▶ _SET EXERCISE_:
Output the following lines without any changes.

*** GIVEN RECORDS

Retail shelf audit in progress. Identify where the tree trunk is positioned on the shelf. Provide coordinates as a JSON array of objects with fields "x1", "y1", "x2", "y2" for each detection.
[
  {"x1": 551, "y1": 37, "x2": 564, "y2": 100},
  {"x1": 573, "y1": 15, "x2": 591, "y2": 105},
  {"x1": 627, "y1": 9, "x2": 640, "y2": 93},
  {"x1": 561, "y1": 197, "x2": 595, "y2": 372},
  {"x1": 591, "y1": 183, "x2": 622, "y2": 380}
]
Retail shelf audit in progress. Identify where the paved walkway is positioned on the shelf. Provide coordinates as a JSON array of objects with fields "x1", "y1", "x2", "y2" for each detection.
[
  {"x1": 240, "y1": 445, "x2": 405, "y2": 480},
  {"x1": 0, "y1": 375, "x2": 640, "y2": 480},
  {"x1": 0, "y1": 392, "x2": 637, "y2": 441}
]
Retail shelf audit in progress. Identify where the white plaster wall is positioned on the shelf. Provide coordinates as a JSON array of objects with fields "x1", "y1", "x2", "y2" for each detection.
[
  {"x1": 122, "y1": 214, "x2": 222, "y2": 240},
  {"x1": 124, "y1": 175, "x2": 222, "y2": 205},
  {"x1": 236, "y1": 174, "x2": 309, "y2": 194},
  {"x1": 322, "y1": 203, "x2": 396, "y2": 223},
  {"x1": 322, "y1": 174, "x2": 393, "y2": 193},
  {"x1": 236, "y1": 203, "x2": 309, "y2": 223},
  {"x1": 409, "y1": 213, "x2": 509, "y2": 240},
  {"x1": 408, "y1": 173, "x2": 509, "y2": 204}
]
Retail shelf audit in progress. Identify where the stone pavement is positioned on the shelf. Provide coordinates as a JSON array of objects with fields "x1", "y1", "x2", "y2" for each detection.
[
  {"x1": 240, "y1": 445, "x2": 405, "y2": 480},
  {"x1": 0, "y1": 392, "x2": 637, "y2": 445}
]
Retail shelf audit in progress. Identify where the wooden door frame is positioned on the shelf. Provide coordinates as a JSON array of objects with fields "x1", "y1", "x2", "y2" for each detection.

******

▶ _EXERCISE ANSWER_:
Retail shelf audit in progress. Identify where the tree trunk is positioned on the shelf. Provide coordinates as a JSON array of objects with fields "x1", "y1", "x2", "y2" for each detection.
[
  {"x1": 551, "y1": 37, "x2": 564, "y2": 100},
  {"x1": 573, "y1": 15, "x2": 591, "y2": 105},
  {"x1": 627, "y1": 9, "x2": 640, "y2": 93},
  {"x1": 561, "y1": 197, "x2": 595, "y2": 372},
  {"x1": 591, "y1": 183, "x2": 622, "y2": 380}
]
Retail shelf audit in progress. Identify where the paved walkway is positioned on the shelf. Provide coordinates as a JSON array of objects with fields "x1", "y1", "x2", "y2" for each detection.
[
  {"x1": 240, "y1": 445, "x2": 405, "y2": 480},
  {"x1": 0, "y1": 375, "x2": 640, "y2": 480},
  {"x1": 0, "y1": 392, "x2": 637, "y2": 441}
]
Retail shelf audit in progress. Identify where the white plaster wall is positioned on the shelf. Provide coordinates as a JSON array of objects with fields "x1", "y1", "x2", "y2" for each detection.
[
  {"x1": 122, "y1": 214, "x2": 222, "y2": 240},
  {"x1": 124, "y1": 175, "x2": 222, "y2": 205},
  {"x1": 236, "y1": 174, "x2": 309, "y2": 194},
  {"x1": 322, "y1": 203, "x2": 396, "y2": 223},
  {"x1": 322, "y1": 174, "x2": 393, "y2": 193},
  {"x1": 236, "y1": 203, "x2": 309, "y2": 223},
  {"x1": 409, "y1": 213, "x2": 509, "y2": 240},
  {"x1": 408, "y1": 173, "x2": 509, "y2": 204}
]
Retail shelf audit in progress. Identify where the stone pavement is positioned on the shelf. Provide coordinates as a JSON array of objects with fields "x1", "y1", "x2", "y2" for each detection.
[
  {"x1": 240, "y1": 445, "x2": 405, "y2": 480},
  {"x1": 0, "y1": 392, "x2": 637, "y2": 445}
]
Retail shelf audit in progress. Identify where the wooden door frame is positioned on the shelf. Provide coordinates as a JSON array of objects with fields "x1", "y1", "x2", "y2" for each detection.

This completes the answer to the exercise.